Work required →
Count how many lines in the records below contain the word "orange", and give only that number.

Source records →

╔══

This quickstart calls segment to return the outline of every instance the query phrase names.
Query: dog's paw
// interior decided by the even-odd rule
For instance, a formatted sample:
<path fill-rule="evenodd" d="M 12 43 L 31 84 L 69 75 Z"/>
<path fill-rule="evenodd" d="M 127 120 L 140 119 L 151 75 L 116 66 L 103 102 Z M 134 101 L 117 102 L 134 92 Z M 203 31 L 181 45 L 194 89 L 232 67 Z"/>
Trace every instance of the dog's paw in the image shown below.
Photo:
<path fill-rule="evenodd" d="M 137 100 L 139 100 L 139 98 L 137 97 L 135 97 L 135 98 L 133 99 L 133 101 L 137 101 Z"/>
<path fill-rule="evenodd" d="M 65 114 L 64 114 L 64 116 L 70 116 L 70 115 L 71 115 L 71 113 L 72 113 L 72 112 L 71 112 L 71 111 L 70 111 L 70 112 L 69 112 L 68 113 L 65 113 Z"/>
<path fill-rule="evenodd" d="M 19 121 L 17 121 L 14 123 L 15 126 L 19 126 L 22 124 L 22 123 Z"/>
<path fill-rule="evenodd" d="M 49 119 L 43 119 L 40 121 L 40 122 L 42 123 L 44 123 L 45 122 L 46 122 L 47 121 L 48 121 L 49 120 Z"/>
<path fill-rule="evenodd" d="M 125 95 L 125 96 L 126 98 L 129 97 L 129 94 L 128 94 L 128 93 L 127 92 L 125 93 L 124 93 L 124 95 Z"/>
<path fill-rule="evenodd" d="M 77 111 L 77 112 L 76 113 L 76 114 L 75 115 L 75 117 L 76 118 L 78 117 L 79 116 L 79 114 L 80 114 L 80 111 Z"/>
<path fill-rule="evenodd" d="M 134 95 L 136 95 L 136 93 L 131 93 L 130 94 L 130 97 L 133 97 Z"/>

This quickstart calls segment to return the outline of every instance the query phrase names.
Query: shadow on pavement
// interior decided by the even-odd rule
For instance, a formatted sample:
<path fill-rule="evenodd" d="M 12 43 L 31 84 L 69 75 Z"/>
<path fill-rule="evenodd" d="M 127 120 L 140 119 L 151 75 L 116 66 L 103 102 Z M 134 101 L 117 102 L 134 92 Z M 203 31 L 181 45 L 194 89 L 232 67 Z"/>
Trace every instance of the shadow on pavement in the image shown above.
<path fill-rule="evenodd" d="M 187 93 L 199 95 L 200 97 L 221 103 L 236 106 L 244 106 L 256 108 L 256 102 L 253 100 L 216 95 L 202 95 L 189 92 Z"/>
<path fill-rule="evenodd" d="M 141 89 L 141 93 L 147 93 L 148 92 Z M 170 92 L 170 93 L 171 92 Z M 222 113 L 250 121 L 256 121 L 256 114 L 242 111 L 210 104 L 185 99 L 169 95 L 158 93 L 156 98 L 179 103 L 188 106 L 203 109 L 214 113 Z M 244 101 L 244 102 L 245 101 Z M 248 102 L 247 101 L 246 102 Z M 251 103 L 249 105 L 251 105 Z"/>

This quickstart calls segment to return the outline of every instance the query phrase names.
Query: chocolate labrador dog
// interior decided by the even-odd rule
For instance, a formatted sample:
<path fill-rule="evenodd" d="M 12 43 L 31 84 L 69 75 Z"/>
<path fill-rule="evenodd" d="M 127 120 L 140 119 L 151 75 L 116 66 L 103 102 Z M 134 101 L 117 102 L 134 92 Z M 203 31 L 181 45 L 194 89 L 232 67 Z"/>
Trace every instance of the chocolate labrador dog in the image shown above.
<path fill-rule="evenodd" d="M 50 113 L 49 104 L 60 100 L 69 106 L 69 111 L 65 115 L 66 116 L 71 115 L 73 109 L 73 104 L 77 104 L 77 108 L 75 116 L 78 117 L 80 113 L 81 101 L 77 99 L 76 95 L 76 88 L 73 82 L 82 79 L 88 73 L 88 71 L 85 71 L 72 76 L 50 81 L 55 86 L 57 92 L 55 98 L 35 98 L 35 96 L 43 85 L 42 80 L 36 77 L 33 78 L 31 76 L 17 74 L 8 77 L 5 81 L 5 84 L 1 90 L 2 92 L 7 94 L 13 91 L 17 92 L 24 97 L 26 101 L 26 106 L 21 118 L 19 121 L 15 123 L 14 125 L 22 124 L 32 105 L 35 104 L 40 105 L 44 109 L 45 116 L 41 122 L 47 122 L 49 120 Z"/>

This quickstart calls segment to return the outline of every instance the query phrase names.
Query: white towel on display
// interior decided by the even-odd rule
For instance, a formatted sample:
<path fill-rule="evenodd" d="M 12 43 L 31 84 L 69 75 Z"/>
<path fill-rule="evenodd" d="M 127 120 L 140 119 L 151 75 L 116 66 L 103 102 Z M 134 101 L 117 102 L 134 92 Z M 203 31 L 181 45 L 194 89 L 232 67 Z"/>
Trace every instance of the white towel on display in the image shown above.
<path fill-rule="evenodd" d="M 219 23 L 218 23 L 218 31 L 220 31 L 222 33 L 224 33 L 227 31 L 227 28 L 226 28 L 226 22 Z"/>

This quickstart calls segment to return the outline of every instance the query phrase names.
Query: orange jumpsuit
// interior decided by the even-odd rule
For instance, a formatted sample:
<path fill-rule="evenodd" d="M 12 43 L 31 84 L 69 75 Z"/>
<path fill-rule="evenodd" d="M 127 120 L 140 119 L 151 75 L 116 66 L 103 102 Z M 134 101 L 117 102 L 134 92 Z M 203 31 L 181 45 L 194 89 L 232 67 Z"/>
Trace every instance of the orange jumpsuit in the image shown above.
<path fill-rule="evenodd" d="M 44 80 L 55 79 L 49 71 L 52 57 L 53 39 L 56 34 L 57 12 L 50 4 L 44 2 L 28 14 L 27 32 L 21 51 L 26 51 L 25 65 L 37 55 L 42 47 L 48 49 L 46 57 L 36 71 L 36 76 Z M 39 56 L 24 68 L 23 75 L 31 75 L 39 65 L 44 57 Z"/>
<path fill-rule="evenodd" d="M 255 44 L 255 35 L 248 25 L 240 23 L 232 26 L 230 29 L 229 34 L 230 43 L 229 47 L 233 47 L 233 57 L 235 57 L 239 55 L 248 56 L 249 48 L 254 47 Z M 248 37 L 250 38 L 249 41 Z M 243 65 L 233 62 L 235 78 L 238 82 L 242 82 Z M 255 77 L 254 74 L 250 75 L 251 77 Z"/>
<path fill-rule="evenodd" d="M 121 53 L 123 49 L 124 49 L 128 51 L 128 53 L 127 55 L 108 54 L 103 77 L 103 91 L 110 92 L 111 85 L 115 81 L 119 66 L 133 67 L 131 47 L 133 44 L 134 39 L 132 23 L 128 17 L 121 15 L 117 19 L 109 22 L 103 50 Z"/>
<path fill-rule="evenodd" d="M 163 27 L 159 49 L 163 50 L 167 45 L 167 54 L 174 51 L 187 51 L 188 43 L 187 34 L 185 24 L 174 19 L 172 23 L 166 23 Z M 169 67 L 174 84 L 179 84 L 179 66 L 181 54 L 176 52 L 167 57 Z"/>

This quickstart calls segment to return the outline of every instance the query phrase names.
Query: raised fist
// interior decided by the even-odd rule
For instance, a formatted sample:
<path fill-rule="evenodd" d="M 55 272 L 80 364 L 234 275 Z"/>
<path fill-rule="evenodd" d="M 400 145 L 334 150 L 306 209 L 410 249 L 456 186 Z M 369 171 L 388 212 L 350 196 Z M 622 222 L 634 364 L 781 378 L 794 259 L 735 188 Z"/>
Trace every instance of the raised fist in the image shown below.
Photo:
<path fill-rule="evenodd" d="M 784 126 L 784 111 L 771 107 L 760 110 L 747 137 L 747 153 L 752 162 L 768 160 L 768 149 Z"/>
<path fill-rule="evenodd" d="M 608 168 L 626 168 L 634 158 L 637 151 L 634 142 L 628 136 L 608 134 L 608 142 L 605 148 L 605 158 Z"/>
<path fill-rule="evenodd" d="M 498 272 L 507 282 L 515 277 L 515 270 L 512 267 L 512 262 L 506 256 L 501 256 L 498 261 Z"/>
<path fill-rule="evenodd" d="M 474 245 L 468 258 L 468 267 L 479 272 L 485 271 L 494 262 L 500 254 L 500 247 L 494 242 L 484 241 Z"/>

╚══
╔══

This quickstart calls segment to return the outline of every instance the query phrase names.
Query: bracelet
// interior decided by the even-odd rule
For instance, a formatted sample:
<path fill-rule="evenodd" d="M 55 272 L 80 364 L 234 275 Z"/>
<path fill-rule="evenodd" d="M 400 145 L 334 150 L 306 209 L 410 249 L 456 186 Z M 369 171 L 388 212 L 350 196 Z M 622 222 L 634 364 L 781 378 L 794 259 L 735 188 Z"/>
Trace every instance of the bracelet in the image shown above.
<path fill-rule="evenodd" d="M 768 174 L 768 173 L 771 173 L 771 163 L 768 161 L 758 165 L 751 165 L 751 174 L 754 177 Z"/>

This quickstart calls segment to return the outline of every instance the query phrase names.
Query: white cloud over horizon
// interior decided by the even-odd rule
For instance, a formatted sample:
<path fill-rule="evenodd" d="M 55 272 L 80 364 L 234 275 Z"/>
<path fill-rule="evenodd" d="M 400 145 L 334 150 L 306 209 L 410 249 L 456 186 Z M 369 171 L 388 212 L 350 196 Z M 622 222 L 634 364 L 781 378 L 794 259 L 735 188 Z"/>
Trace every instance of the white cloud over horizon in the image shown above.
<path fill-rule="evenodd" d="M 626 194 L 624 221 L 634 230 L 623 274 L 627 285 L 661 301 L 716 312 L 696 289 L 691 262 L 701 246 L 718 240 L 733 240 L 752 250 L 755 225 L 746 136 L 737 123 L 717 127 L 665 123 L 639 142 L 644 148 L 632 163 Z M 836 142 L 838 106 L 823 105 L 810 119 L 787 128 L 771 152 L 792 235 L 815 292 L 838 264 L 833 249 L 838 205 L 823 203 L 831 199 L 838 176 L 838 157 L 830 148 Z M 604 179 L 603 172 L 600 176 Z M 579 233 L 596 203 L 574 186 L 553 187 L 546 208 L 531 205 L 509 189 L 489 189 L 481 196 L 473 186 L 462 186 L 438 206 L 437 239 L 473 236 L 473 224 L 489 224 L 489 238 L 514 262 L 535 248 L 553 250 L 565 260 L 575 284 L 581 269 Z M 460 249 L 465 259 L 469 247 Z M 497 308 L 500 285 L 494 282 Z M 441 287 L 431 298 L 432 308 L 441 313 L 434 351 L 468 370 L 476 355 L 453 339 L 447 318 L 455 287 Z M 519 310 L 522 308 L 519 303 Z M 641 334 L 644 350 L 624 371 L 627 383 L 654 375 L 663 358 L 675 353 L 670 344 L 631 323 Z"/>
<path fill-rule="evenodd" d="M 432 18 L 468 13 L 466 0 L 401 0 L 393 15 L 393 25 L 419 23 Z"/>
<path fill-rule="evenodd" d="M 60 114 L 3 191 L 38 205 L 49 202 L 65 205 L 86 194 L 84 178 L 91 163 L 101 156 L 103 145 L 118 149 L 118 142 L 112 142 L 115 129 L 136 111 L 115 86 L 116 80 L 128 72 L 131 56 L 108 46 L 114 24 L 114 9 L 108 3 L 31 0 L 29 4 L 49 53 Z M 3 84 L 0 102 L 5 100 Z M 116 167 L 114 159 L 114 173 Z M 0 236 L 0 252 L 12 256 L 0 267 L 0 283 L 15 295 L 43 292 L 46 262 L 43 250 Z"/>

╚══

Answer for the task →
2